Excerpts of annotation records:
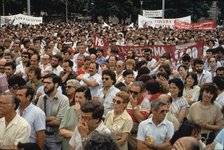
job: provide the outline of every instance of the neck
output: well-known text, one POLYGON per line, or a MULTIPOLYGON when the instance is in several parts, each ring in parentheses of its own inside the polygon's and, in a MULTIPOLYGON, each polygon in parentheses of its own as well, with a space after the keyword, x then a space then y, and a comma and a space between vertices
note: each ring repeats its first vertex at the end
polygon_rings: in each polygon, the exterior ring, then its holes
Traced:
POLYGON ((56 93, 57 93, 57 89, 54 89, 54 91, 51 92, 51 93, 48 95, 48 97, 54 97, 56 93))
POLYGON ((8 124, 13 120, 13 118, 16 116, 16 112, 10 112, 5 116, 5 124, 8 126, 8 124))
POLYGON ((152 116, 152 122, 155 124, 155 125, 158 125, 161 123, 161 121, 158 121, 155 116, 152 116))

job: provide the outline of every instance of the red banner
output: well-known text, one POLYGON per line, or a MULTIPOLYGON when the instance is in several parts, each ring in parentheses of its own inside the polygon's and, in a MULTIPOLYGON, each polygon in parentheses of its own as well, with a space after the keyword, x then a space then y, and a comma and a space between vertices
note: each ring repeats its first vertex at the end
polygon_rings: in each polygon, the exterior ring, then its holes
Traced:
POLYGON ((199 23, 186 23, 178 20, 174 21, 174 29, 178 30, 213 30, 215 27, 215 21, 205 21, 199 23))
MULTIPOLYGON (((153 46, 117 46, 119 56, 125 58, 129 49, 134 49, 137 57, 142 57, 142 48, 151 48, 154 58, 157 60, 165 52, 170 53, 173 60, 178 62, 184 53, 189 54, 192 58, 199 58, 203 54, 204 41, 186 43, 182 45, 153 45, 153 46)), ((108 46, 103 46, 104 54, 107 53, 108 46)))

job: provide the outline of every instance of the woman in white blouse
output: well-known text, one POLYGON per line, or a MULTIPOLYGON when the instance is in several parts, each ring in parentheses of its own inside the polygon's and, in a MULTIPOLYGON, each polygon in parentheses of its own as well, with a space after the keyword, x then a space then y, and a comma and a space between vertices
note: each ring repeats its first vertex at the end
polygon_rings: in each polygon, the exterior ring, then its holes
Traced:
POLYGON ((183 96, 188 101, 188 104, 191 105, 194 102, 198 101, 200 87, 198 84, 197 74, 194 72, 189 72, 185 79, 185 85, 183 90, 183 96))

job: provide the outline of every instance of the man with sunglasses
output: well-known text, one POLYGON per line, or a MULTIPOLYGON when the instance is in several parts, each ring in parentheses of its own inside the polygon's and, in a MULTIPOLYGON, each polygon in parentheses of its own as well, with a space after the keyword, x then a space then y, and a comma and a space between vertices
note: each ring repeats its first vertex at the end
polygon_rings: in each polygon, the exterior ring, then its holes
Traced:
POLYGON ((165 149, 174 134, 173 124, 166 119, 169 111, 164 100, 157 99, 151 103, 152 117, 139 124, 137 149, 165 149))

▸ **Problem to solve**: Reproduce all of the records above line for line, without any change, omitting the pictures.

▸ **Expected answer**:
job: provide the outline of every instance of the neck
output: well-known text, one POLYGON per line, or a MULTIPOLYGON when the instance is in several parts, each ring in parentheses of its own inside the polygon's and, in a MULTIPOLYGON, each polygon in parentheses of its own as well, with a space after the keyword, x then a space then y, and a comma and a space between vertices
note: each ring repeats its first vertex at the end
polygon_rings: in each polygon, the exterior ring, then its holes
Traced:
POLYGON ((56 93, 57 93, 57 89, 54 89, 54 91, 51 92, 51 93, 48 95, 48 97, 54 97, 56 93))
POLYGON ((8 124, 13 120, 13 118, 16 116, 16 112, 10 112, 5 116, 5 124, 8 126, 8 124))
POLYGON ((152 116, 152 122, 155 124, 155 125, 158 125, 161 123, 161 121, 158 121, 155 116, 152 116))

job: provide the outline of every instance of the red banner
output: well-known text, one POLYGON per line, or a MULTIPOLYGON when the instance is in several parts, each ring in parentheses of its own inside the polygon's and, in a MULTIPOLYGON, each polygon in parentheses of its own as well, with a space after the keyword, x then a space then y, and a comma and a space between vertices
note: each ring repeats its first vertex at the end
polygon_rings: in each polygon, the exterior ring, then its holes
Traced:
POLYGON ((199 23, 186 23, 178 20, 174 21, 174 29, 178 30, 213 30, 215 27, 215 21, 205 21, 199 23))
MULTIPOLYGON (((153 46, 117 46, 119 56, 125 58, 129 49, 134 49, 137 57, 142 57, 142 48, 151 48, 154 58, 157 60, 165 52, 170 53, 173 60, 178 62, 184 53, 189 54, 192 58, 199 58, 203 54, 204 41, 186 43, 182 45, 153 45, 153 46)), ((108 46, 103 46, 104 54, 107 53, 108 46)))

job: provide the outline of every instance of the woman in white blouse
output: well-known text, one POLYGON per line, or a MULTIPOLYGON when the instance is in several parts, each ring in parentheses of its own inside the polygon's and, in a MULTIPOLYGON, each polygon in parentheses of its own as well, with a space after the keyword, x then a space then y, and a comma and a space between vertices
note: each ring repeats its first vertex at the end
polygon_rings: in each polygon, the exterior ring, then its holes
Traced:
POLYGON ((183 96, 188 101, 188 104, 191 105, 194 102, 198 101, 200 87, 198 84, 197 74, 194 72, 189 72, 185 79, 185 85, 183 90, 183 96))

job: provide the outline of every instance of the man with sunglasses
output: well-known text, one POLYGON per line, or a MULTIPOLYGON when the instance is in several parts, each ring in parentheses of its own inside the polygon's and, in a MULTIPOLYGON, each polygon in parentheses of its own as well, with a space after the keyword, x then a space then y, and a comma and a space between vertices
note: each ring repeats its first vertex at the end
polygon_rings: in each polygon, the exterior ring, then its holes
Traced:
POLYGON ((165 149, 174 134, 173 124, 166 119, 169 111, 164 100, 157 99, 151 103, 152 117, 139 124, 137 149, 165 149))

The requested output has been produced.